§ To be done: Format the item lines below as a Markdown table with the columns "Row" and "Item line", starting at the line that contains "Here's a dare: find floral bedspread" and ending at the line that contains "[228,57,450,130]". Leave out blank lines and the pictures.

§ Task inputs:
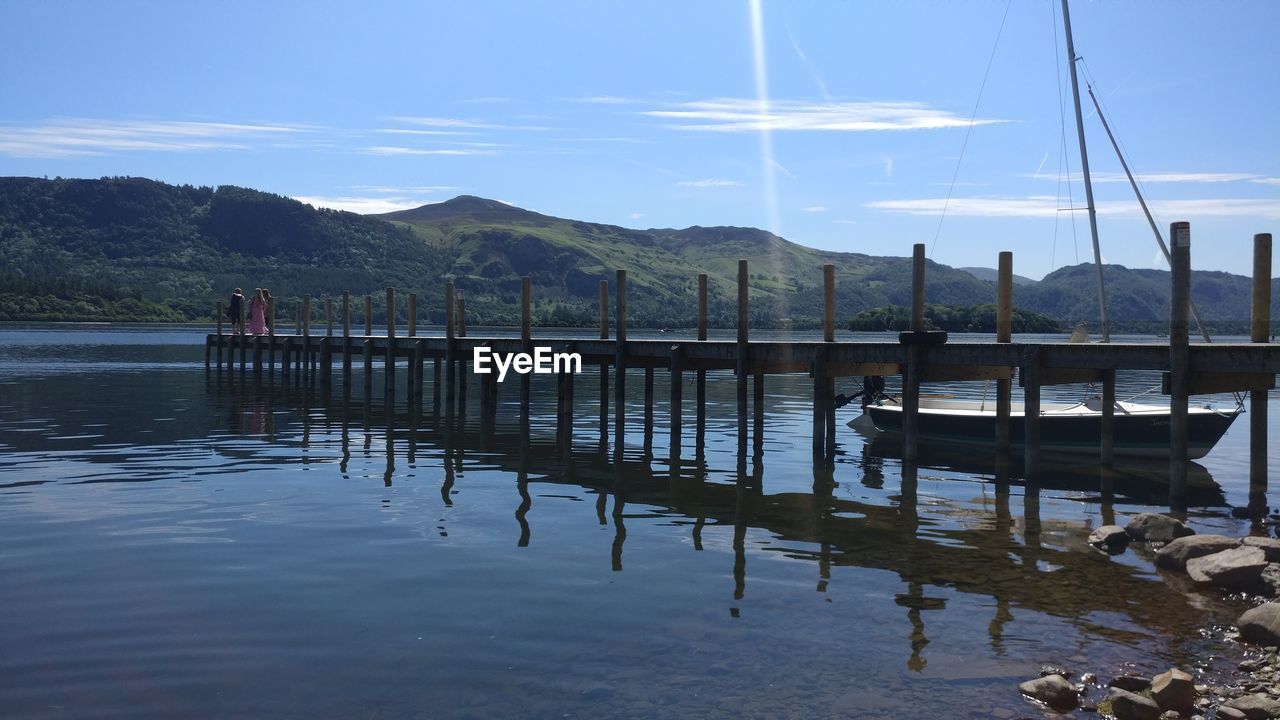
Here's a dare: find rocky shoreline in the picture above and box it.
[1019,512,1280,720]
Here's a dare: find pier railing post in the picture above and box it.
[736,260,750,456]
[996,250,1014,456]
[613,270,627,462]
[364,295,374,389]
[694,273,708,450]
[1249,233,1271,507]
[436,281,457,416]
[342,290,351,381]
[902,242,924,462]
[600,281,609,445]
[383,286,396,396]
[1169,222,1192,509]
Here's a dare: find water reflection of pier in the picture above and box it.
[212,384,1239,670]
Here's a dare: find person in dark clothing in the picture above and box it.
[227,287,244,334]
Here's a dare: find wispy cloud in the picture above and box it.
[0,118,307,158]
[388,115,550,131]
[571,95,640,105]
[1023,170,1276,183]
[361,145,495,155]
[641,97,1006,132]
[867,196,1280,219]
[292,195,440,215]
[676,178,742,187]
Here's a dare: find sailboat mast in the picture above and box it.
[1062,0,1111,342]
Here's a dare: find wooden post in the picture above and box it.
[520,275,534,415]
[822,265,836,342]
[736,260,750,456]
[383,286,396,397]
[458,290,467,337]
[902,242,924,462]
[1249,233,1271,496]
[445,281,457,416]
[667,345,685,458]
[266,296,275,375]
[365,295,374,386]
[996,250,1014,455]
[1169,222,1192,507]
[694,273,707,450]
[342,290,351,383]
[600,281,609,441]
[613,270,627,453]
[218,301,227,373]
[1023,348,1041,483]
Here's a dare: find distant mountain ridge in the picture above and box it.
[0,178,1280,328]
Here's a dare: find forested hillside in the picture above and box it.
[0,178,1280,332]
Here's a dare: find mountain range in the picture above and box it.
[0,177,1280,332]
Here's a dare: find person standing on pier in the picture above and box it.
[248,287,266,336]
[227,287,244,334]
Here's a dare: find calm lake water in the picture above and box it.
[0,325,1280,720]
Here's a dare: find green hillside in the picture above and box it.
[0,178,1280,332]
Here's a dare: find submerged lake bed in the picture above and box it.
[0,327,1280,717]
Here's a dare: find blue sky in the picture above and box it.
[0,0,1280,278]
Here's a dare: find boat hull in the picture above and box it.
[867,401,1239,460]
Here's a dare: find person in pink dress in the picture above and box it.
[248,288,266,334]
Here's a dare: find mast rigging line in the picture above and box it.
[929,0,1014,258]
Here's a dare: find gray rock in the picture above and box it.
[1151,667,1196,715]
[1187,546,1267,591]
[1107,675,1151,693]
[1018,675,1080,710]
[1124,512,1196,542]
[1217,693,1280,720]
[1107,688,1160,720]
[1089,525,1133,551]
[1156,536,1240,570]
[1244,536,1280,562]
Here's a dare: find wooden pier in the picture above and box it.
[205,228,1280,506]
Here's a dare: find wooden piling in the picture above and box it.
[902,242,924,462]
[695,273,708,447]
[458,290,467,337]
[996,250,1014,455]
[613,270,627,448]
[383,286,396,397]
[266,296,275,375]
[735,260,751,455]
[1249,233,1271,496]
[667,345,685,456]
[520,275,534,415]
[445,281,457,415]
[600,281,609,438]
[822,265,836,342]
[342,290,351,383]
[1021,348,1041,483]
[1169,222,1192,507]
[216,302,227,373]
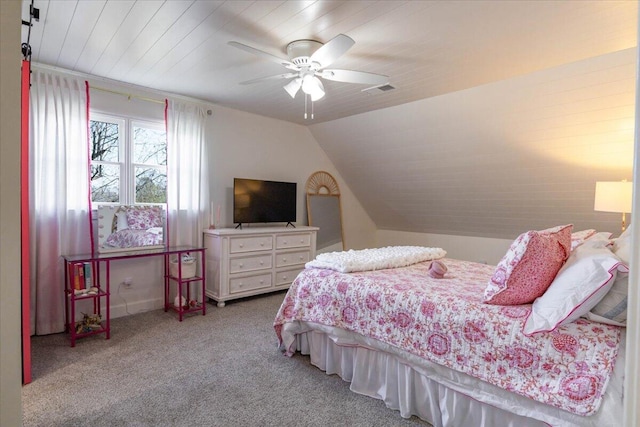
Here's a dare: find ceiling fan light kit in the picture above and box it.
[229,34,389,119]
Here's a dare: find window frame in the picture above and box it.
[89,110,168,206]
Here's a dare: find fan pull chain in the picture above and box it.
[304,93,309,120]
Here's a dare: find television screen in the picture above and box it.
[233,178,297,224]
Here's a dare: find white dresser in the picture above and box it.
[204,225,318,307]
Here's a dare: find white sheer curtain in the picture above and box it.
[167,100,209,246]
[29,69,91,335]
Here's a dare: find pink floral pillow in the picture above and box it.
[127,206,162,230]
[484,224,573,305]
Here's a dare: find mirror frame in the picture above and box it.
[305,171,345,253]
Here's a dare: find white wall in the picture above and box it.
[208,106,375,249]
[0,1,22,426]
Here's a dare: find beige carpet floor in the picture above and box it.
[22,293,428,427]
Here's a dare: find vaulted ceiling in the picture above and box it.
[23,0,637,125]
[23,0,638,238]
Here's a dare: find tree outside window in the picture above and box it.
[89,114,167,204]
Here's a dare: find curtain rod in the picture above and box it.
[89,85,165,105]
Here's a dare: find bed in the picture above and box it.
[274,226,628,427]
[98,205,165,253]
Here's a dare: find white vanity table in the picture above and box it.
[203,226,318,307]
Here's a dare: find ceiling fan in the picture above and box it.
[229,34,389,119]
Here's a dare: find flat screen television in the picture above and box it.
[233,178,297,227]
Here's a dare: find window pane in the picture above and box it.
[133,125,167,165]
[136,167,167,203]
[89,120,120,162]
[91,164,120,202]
* * *
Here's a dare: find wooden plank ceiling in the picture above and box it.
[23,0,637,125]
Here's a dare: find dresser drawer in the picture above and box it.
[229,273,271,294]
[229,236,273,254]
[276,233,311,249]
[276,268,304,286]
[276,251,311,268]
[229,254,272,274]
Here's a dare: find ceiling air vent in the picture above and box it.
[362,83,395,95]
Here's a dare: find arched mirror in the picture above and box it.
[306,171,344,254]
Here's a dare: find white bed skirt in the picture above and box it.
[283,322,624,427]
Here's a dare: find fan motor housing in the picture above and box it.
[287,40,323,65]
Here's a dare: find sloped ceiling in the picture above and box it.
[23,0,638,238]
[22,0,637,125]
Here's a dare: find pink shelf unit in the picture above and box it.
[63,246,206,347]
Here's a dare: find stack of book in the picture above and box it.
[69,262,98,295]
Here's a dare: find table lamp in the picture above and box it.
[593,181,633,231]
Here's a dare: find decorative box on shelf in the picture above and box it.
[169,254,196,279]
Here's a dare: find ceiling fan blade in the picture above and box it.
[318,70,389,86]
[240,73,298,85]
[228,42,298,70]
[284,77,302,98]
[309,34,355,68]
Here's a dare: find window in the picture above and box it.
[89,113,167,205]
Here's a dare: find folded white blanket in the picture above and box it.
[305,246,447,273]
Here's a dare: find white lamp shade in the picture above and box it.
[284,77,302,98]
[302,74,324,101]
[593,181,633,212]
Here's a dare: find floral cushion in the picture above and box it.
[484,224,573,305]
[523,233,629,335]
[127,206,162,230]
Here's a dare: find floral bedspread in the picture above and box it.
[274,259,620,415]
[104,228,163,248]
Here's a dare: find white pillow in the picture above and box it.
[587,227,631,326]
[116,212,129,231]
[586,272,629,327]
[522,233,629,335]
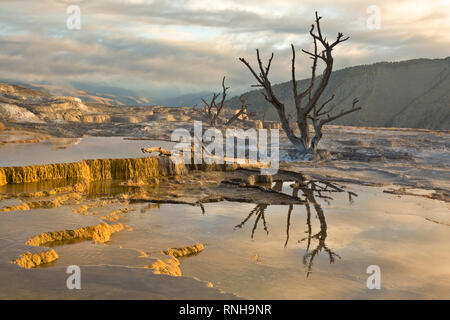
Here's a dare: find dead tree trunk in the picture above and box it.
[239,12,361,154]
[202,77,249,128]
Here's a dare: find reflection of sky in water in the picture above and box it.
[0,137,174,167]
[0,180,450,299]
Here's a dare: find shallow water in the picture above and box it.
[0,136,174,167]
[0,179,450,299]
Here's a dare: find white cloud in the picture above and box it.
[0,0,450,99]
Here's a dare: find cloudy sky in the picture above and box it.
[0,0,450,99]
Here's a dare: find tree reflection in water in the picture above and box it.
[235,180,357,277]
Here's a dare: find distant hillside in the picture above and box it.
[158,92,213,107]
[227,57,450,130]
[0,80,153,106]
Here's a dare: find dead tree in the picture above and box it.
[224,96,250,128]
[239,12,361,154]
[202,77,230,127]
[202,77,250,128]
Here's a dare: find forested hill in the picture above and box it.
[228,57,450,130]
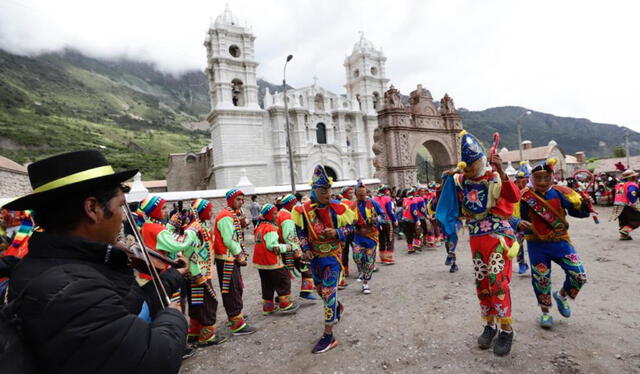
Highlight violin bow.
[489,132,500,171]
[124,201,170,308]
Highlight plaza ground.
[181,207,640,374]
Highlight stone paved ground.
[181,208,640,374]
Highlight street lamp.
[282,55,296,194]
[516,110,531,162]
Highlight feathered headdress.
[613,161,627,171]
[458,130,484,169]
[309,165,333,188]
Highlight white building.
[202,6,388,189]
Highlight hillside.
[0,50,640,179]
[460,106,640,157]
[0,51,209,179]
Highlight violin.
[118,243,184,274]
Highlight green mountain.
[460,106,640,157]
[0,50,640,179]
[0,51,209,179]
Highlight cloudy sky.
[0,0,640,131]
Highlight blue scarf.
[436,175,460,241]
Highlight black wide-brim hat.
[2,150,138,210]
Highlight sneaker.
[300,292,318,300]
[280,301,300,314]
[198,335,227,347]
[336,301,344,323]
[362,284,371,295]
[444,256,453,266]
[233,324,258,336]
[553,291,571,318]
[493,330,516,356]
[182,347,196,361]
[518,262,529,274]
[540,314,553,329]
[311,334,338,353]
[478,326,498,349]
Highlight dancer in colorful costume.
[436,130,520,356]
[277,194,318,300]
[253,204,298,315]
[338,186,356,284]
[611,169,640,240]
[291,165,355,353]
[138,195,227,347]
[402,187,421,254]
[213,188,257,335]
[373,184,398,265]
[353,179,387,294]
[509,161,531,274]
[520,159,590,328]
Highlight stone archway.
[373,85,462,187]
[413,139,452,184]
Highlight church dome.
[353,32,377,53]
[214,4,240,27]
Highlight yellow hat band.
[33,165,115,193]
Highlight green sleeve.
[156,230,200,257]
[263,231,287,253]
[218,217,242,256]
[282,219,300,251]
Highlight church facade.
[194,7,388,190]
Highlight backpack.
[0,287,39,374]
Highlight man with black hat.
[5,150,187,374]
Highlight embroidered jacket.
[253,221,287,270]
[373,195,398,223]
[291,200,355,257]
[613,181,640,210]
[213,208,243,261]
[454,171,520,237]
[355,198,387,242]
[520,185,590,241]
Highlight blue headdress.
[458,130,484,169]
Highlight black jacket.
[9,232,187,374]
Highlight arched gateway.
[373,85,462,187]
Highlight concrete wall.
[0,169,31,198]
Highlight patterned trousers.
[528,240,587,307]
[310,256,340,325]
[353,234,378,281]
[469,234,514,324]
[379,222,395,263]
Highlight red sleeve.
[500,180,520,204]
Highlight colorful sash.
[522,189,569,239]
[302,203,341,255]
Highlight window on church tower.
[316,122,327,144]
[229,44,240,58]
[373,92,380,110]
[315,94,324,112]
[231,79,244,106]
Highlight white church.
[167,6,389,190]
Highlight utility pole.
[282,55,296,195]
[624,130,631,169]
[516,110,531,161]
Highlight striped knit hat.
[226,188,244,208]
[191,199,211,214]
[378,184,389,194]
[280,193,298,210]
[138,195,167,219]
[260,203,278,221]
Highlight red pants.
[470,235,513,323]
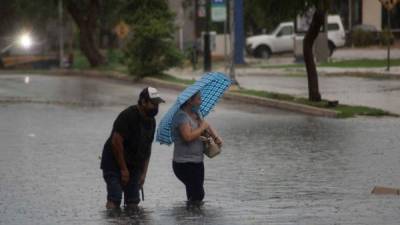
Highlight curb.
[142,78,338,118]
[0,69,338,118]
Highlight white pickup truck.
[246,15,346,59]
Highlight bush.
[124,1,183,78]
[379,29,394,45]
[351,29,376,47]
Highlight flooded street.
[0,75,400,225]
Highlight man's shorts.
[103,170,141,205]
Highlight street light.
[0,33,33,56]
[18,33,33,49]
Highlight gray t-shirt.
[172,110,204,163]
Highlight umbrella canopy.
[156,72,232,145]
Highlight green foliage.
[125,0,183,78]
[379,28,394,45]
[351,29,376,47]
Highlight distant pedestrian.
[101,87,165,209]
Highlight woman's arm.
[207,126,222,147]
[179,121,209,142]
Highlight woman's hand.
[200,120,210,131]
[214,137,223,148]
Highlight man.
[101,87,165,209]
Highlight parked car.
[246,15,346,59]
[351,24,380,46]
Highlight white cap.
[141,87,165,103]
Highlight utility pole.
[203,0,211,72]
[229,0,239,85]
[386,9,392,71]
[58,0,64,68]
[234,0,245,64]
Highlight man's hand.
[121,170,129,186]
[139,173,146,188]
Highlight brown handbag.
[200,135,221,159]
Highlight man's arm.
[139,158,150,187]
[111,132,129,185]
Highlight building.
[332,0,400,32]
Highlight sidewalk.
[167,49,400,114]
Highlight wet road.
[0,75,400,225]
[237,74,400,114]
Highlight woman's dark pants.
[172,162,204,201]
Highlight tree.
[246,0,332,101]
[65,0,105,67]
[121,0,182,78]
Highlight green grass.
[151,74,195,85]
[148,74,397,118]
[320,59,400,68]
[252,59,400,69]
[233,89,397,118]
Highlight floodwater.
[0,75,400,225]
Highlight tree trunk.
---
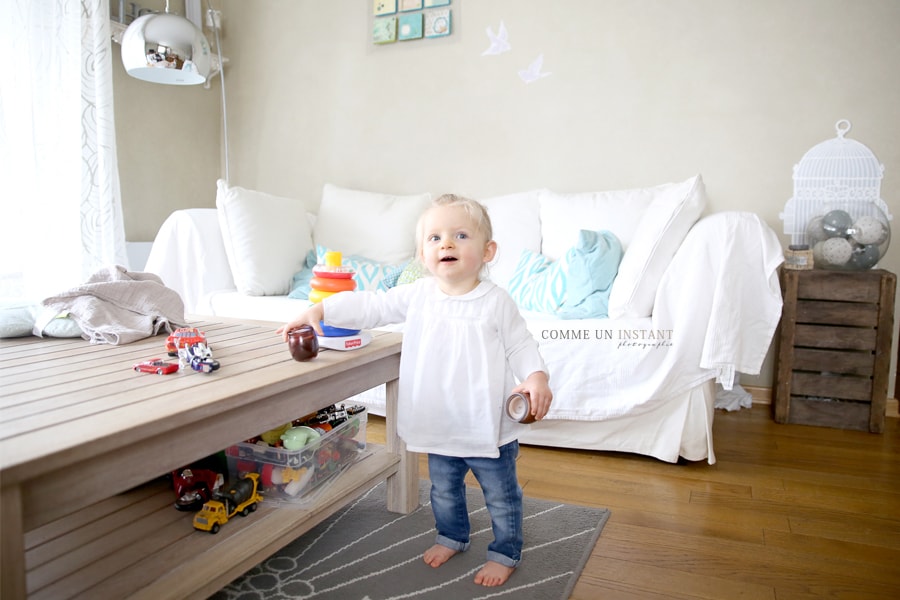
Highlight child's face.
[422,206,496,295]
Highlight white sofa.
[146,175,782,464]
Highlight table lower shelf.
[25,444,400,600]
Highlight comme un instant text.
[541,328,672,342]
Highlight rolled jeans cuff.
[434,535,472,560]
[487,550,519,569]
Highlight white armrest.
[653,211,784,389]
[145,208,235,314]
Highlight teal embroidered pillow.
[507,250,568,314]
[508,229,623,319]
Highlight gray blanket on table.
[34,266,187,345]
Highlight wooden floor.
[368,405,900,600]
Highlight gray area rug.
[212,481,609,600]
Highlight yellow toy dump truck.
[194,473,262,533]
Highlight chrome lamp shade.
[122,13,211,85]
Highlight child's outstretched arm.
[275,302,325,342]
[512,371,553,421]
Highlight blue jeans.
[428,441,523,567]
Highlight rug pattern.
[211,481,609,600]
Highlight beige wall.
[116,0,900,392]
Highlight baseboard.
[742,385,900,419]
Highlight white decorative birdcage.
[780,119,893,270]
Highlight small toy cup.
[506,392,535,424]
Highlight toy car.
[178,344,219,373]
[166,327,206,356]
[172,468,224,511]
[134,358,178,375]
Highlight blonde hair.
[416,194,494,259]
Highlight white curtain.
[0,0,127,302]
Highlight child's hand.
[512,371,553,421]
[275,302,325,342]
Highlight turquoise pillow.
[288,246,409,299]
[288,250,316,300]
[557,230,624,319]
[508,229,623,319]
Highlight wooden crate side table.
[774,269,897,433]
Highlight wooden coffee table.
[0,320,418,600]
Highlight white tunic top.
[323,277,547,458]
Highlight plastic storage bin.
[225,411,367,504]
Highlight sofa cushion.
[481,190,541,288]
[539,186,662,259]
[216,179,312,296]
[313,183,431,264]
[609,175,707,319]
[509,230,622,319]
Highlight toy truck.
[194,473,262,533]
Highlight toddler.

§ Solution to the problem:
| Row | Item line |
|---|---|
| 1 | Here's a dare: find floral bedspread in the picture above and box it. |
| 2 | [274,259,620,415] |
| 3 | [104,228,163,248] |
| 4 | Here's a dare: find white pillow in the picture above and box it. |
| 5 | [587,227,631,326] |
| 6 | [116,212,129,231] |
| 7 | [586,272,629,327] |
| 8 | [522,233,629,335] |
| 9 | Here's a dare: find dead tree trunk in the picture above and box it. |
| 10 | [239,12,361,154] |
| 11 | [202,77,249,128] |
| 12 | Here's a dare: find reflection of sky in water in the picture above and box it. |
| 13 | [0,137,174,167] |
| 14 | [0,180,450,299] |
| 15 | Here's a dare: find shallow water in the picture above and box it. |
| 16 | [0,136,174,167] |
| 17 | [0,179,450,299] |
| 18 | Here's a dare: find white cloud in the picture above and box it. |
| 19 | [0,0,450,99] |
| 20 | Here's a dare: find cloudy sky in the picture above and box it. |
| 21 | [0,0,450,99] |
| 22 | Here's a dare: find tree reflection in water in the picture above and box it. |
| 23 | [235,180,357,277] |
| 24 | Here's a dare: find distant hillside in the picture above and box it. |
| 25 | [158,92,213,107] |
| 26 | [227,57,450,130] |
| 27 | [0,80,153,106] |
| 28 | Here's a dare: find dead tree in the picture above and box it. |
| 29 | [224,96,250,128] |
| 30 | [239,12,361,154] |
| 31 | [202,77,230,127] |
| 32 | [202,77,250,128] |
| 33 | Here's a dare: find forested hill in the picture above and box it. |
| 34 | [228,57,450,130] |